**Requirement 1:**
Which two resampling methods does the resampling text name as the most commonly used?
**Requirement 2:**
In the resampling text, rewrite the stretch from "Cross-Validation: a refinement" through "approximately equal size.", replacing "observations" with "data points".

Resampling

We use resampling techniques for estimating model performance. In the previous section we presented the idea of fitting a model on a subset of data, known as tanning data and using the remaining sample, better known as test data, to assess the efficiency of the model. Often, this process is repeated multiple times and the results are aggregated and summarized. Hence, resampling method involves repeatedly drawing samples from a training data set and refitting a model to obtain addition information about that model.

Resampling methods involve fitting the same statistical method multiple times using different subsets of the training data that can be computationally taxing. Fortunately, computing power has greatly advanced in the last few decades allowing for resampling techniques to become an indispensable tool of a statistical modelling procedure.

In general, resampling techniques differ in the way in which the subsets of data are chosen. We will consider the most commonly used resampling methods: cross-validation and bootstrap.

Cross-Validation: a refinement of the test set approach

When splitting data into training and test subsets it is possible that we can end up with a test subset that may not be representative of the overall population. As a consequence, the resulting model may appear to be highly accurate when it just happened to fit well on an atypical data set, and essentially it has poor accuracy when applied to future data.

Cross-Validation (CV), enables more assiduous accuracy checking of a model, as it is assessed on multiple different subsets of data, ensuring it will generalise well to data collected in the future. It is an extension of the training and test process that minimizes the sampling bias of machine learning models.

k-Fold Cross-Validation

This approach involves randomly dividing the set of observations into k groups, known as folds of approximately equal size.

With cross-validation the test data is held out (approximately one fifth of data), and the remaining training data is randomly divided into \(k\) groups. Several different portions of this training data are used for validation, and the remaining part of the data is used for training as shown in the diagram below. Hence, a fold is treated as a validation set, and the method is fit on to the remaining \(k−1\) folds. The \(k\) resampled estimates of performance are summarized and used for testing and model building.

Since the non-holdout data is divided into five portions, we call this “5-fold cross-validation”. If there had been ten blocks, it would have been 10-fold cross-validation. The model that has been built using k-fold cross-validation is then tested on the originally held out test data subset. The \(k\) resampled estimates of model’s performance are summarized commonly using the mean and standard error to develop a better reasoning of its effectiveness in relation to its tuning parameters.

**Data entries:**
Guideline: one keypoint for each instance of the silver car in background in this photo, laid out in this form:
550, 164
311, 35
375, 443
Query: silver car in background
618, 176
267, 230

**Complete response 1:**
Cross-validation and bootstrap.

**Complete response 2:**
Cross-Validation: a refinement of the test set approach

When splitting data into training and test subsets it is possible that we can end up with a test subset that may not be representative of the overall population. As a consequence, the resulting model may appear to be highly accurate when it just happened to fit well on an atypical data set, and essentially it has poor accuracy when applied to future data.

Cross-Validation (CV), enables more assiduous accuracy checking of a model, as it is assessed on multiple different subsets of data, ensuring it will generalise well to data collected in the future. It is an extension of the training and test process that minimizes the sampling bias of machine learning models.

k-Fold Cross-Validation

This approach involves randomly dividing the set of data points into k groups, known as folds of approximately equal size.